(What you should do)
Return the full material exactly.

(Material provided)
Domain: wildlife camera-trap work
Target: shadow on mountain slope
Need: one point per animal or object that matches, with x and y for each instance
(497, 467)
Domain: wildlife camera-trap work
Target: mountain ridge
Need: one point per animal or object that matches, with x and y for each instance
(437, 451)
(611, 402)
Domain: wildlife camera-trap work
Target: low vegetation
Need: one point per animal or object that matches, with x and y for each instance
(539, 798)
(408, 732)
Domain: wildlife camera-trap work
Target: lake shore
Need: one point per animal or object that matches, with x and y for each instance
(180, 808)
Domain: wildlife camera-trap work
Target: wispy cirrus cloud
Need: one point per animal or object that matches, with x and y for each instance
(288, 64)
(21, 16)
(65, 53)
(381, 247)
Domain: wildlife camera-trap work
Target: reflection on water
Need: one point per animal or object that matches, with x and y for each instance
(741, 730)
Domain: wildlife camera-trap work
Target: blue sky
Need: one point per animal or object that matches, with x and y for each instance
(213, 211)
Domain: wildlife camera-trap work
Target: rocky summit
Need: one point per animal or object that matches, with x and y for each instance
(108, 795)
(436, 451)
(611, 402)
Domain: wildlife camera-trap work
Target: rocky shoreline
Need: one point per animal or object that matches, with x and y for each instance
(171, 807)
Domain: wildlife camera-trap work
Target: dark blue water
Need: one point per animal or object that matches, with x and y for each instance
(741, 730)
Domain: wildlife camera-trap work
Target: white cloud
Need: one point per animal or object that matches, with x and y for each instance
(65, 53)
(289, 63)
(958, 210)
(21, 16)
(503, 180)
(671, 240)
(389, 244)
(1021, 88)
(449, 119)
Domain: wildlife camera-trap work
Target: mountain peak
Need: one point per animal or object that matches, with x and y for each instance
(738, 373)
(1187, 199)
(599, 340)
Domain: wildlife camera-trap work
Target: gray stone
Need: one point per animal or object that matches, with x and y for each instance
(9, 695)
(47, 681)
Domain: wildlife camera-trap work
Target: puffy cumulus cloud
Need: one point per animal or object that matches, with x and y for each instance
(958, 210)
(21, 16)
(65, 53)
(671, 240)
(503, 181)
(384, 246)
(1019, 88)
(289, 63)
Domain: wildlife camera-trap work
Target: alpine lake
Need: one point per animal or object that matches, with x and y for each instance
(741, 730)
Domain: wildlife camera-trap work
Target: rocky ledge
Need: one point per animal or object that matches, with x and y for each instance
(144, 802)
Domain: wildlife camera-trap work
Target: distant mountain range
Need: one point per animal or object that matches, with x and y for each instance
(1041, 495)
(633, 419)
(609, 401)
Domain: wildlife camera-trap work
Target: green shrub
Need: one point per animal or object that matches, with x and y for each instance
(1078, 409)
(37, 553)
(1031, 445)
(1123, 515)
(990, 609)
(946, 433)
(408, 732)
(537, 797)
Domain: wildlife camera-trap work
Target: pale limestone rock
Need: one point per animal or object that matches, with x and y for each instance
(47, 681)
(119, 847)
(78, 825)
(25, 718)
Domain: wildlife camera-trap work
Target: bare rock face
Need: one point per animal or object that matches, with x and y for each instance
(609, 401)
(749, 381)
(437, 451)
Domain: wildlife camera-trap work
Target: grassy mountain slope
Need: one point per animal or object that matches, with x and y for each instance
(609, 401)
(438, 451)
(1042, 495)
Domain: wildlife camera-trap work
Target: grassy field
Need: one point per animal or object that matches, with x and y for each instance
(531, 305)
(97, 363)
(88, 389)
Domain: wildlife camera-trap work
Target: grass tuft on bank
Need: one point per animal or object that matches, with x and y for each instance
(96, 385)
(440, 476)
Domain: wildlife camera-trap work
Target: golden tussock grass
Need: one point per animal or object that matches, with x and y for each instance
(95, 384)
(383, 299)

(Result of the exercise)
Domain: wildlife camera-trap work
Target: shadow on mountain slope
Need: one point per animal or object that matches, with x and y for each instance
(497, 467)
Domain: wildlife camera-trap work
Target: mountain ridge
Need: one point per animal or object that matches, with x and y for each instance
(437, 451)
(611, 402)
Domain: wildlife camera-trap work
Target: low vegetation
Need: one point per animal or object that matches, with x and y for each instance
(539, 798)
(408, 732)
Domain: wildlife camera-trap work
Target: lake shore
Need: one point per animal or object that matches, with x and y for each instance
(180, 808)
Domain: wildlife camera-trap work
Target: wispy cirrus cloud
Need: one point per animal or object that matches, with x and y for each instance
(288, 64)
(21, 16)
(65, 53)
(381, 247)
Domain: wildlife camera-trap work
Target: reflection on water
Need: one point per animal or object that matches, with x and y for each instance
(741, 730)
Domain: wildlife camera-trap work
Target: blue sky
Need: one point per animal or object that matches, with x and y for each instance
(213, 211)
Domain: wildlife camera-trap work
Target: rocky summit
Need: one point per animal or object that matches, with x and y for each instance
(108, 795)
(436, 451)
(611, 402)
Domain: wildlife camera-trap work
Target: rocky shoreline
Need: one point per animal or object that matches, with x and y for each instance
(171, 807)
Domain: wildlife camera-trap work
Target: dark blue water
Need: one point per animal or object that matches, with x and y for each instance
(741, 730)
Domain: wildlife camera-trap work
Target: white cloud
Need: one point per animal or object that matches, with x and y for each instance
(65, 53)
(289, 63)
(958, 210)
(21, 16)
(503, 180)
(671, 240)
(389, 244)
(1021, 88)
(449, 119)
Domain: wildlife camera-trap work
Target: mountain peak
Need: one point per animal or object that matches, with x and y for each instance
(738, 373)
(1187, 199)
(599, 340)
Domain: wildlife camera-trap work
Target: gray stone
Need: one point per animal or object that matches, with x and y for each instance
(9, 695)
(47, 681)
Domain: wildlife camera-trap work
Target: puffy cumulus cloud
Need: one point per animal or object that matches, with x and y for each instance
(958, 210)
(21, 16)
(65, 53)
(671, 240)
(503, 181)
(384, 246)
(1019, 88)
(289, 63)
Domain: wildlife camera-trap work
Target: alpine lake
Need: one point per animal or object that matches, with x and y for each instance
(741, 730)
Domain: wildlife camera-trap work
Target: rocky ledge
Need: one point per animal or object that matches, with x and y for each instance
(144, 802)
Domain: wildlife camera-trap work
Target: distant mountain range
Need: one point per animal or object that matches, with x and y for each instance
(1041, 495)
(633, 419)
(609, 401)
Domain: wildlife camera-trap work
Target: green shrub
Need: one point per animal or object that matches, with x and y for each instance
(1078, 409)
(37, 553)
(1031, 445)
(1123, 515)
(990, 609)
(946, 433)
(408, 732)
(537, 797)
Domain: wildlife camera-trap work
Target: pale limestone rock
Need: one point per animal or object that matches, with x and y for each instance
(47, 681)
(119, 847)
(78, 825)
(25, 718)
Domain: wildlife camera-trap work
Target: bare rock face
Need: one point per animal or object that matches, with x and y for each instance
(609, 401)
(749, 381)
(437, 451)
Domain: wildlife camera-trap work
Target: grassy mountain slope
Need: one point per animal or object that matches, with x and y for each instance
(609, 401)
(438, 451)
(1042, 495)
Domain: wildlife camera-trap work
Target: grassy field
Need: one point per animal or object that matches, with x and y for each instance
(531, 305)
(97, 363)
(88, 389)
Domain: wildlife camera-trap work
Target: grass tuft on bank
Need: one point per animal or object that matches, with x and y for each instance
(96, 385)
(440, 476)
Domain: wildlife camera-trap work
Target: golden tussock grass
Need: one point per animal or object that matches, with x and y for each instance
(95, 384)
(383, 299)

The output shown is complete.